Should a line below contain the word "positive", report it.

[[ Task input open ]]

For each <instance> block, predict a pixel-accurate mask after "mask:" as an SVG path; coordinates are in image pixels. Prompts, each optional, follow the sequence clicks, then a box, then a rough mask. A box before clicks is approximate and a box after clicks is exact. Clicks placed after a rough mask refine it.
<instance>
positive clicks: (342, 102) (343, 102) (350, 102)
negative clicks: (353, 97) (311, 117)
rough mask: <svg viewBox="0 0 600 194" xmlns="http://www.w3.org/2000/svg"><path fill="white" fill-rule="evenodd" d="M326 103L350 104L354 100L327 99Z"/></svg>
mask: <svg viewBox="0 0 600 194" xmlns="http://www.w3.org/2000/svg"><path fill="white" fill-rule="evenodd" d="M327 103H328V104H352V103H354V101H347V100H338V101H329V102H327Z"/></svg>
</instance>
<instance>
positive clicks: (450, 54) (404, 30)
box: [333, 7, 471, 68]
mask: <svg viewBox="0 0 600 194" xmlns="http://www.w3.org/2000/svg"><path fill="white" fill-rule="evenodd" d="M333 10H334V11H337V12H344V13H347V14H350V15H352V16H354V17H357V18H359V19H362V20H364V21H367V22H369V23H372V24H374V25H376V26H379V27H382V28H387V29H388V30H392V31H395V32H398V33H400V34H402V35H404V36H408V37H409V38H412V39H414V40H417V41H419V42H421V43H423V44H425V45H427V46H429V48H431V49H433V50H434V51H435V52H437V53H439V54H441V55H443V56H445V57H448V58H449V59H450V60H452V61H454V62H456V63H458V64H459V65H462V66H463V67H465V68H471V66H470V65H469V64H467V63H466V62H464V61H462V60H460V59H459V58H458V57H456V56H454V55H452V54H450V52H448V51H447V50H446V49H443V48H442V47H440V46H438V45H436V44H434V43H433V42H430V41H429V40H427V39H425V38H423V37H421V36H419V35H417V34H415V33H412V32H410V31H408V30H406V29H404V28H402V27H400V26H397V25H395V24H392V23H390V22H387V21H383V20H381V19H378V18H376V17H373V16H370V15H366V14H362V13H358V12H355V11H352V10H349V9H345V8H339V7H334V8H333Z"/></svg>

[[ Task input closed ]]

Problem solution:
positive clicks: (342, 102) (343, 102) (350, 102)
positive clicks: (450, 54) (404, 30)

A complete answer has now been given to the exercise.